What the exercise asks: Repeat each of these records exactly.

━━ Entries provided

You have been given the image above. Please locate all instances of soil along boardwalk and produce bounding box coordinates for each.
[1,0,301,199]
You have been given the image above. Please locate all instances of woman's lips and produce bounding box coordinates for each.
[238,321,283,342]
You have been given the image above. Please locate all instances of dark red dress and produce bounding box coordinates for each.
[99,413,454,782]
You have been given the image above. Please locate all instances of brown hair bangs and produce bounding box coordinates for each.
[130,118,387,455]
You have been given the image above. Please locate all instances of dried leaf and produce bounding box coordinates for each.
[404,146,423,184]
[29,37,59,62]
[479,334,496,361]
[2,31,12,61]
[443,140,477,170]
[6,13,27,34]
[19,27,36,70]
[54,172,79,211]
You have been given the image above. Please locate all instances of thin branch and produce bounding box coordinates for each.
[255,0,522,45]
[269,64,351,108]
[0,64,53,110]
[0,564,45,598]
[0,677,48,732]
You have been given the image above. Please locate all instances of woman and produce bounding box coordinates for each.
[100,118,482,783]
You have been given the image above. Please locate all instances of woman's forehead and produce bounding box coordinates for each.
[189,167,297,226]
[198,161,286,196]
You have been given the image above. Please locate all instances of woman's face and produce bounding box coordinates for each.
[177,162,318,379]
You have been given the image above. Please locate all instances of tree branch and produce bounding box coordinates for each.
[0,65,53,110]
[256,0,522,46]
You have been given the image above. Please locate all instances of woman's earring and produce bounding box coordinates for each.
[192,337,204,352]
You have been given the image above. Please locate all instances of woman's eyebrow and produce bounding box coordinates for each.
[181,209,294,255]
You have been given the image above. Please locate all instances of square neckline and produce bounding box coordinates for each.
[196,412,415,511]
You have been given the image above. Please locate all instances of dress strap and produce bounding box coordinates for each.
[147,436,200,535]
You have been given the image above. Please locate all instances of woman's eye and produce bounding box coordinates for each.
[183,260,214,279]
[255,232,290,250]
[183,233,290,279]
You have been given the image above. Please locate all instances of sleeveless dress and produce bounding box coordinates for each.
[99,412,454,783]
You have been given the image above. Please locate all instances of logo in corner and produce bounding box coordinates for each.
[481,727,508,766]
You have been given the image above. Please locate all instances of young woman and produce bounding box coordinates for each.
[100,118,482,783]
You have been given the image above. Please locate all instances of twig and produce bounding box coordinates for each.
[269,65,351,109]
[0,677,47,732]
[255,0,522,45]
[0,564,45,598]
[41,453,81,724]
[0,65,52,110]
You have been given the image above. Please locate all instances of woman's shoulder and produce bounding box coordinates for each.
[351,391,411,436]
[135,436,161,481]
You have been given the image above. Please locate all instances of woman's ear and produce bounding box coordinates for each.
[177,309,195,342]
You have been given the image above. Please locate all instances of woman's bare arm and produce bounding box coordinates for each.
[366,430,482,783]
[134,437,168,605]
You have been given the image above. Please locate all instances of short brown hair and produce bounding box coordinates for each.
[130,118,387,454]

━━━━

Response:
You have been given the image above. Please locate all instances of soil along boardwalk and produce bounding box coordinates for each.
[1,0,301,199]
You have been given the image above. Please locate all instances of woman's lips and produce bounding box coordinates for each.
[238,321,283,342]
You have been given the image above. Please locate all instances of dark red dress and produce bounding box coordinates for each.
[99,413,454,782]
You have been given the image above. Please locate all instances of brown hair bangs and produce bounding box coordinates for each.
[130,118,387,455]
You have been given the image above. Please locate all instances of dried leaf and produce bounding box coordinates for each.
[404,146,423,184]
[29,37,59,62]
[479,334,496,361]
[2,31,12,61]
[443,140,477,170]
[6,13,27,34]
[19,27,36,70]
[54,172,79,211]
You have been given the image above. Please locate all instances of thin branch and produce bounding box coordinates for each.
[255,0,522,45]
[269,64,351,108]
[0,64,53,110]
[0,564,45,598]
[0,677,48,732]
You have been given the image above. Please locate all instances of woman and produce bounding box coordinates for each.
[100,118,482,783]
You have been given the image above. Please locate all instances of woman's forehead and produce bounding box coordinates for each.
[189,167,297,226]
[198,161,286,196]
You have been given the image above. Please locate all instances of woman's face and produce bounding box coordinates for each.
[177,162,318,379]
You have been given the image above. Please locate all instances of tree branch and produce bounding box coordinates for each.
[0,65,53,110]
[256,0,522,46]
You have been given the image above. Please locate all instances of woman's earring and produce bounding box coordinates for each.
[192,337,204,352]
You have been given the image above. Please locate all instances of woman's eyebrow and produce bounding box coordinates for each.
[181,209,294,255]
You have been given the image above. Please locate all instances of square neckline and produce bounding box coordinates for each.
[196,412,415,511]
You have been given the image above. Please locate all instances of dress strap and produce bounding box coordinates for each.
[147,436,200,535]
You have been given the image above. Please locate all instances of woman's eye and produce bounding box coordinates for each.
[183,260,214,279]
[255,232,290,250]
[183,233,290,279]
You have been given the image above. Please locate all instances of sleeveless dress and produce bounding box coordinates for each.
[99,412,454,783]
You have been given the image above. Please locate all instances of logo in corner and produce bounding box coordinates for each.
[481,727,508,766]
You have been given the image above. Please locate all instances of young woman and produce bounding box coordinates for each.
[100,118,482,783]
You have been given the image above. Please locate all instances of twig and produce bounding box coordinates for each.
[269,65,351,109]
[0,677,47,732]
[255,0,522,45]
[0,564,45,598]
[41,453,81,724]
[0,65,52,110]
You have been given the image above. Please locate all instances of woman's shoulder and produce bounding box coordinates for each.
[351,391,411,436]
[135,436,161,481]
You have been given the image above. Please locate all instances of woman's ear and produce bounding box coordinates for each.
[177,309,195,342]
You have been given the image above. Please locate all instances of woman's bare arm and produce bounding box coordinates for each.
[366,430,482,783]
[134,437,168,605]
You have been given the image above. Please locate all instances of short brown hair and produce bounding box coordinates for each.
[130,118,387,454]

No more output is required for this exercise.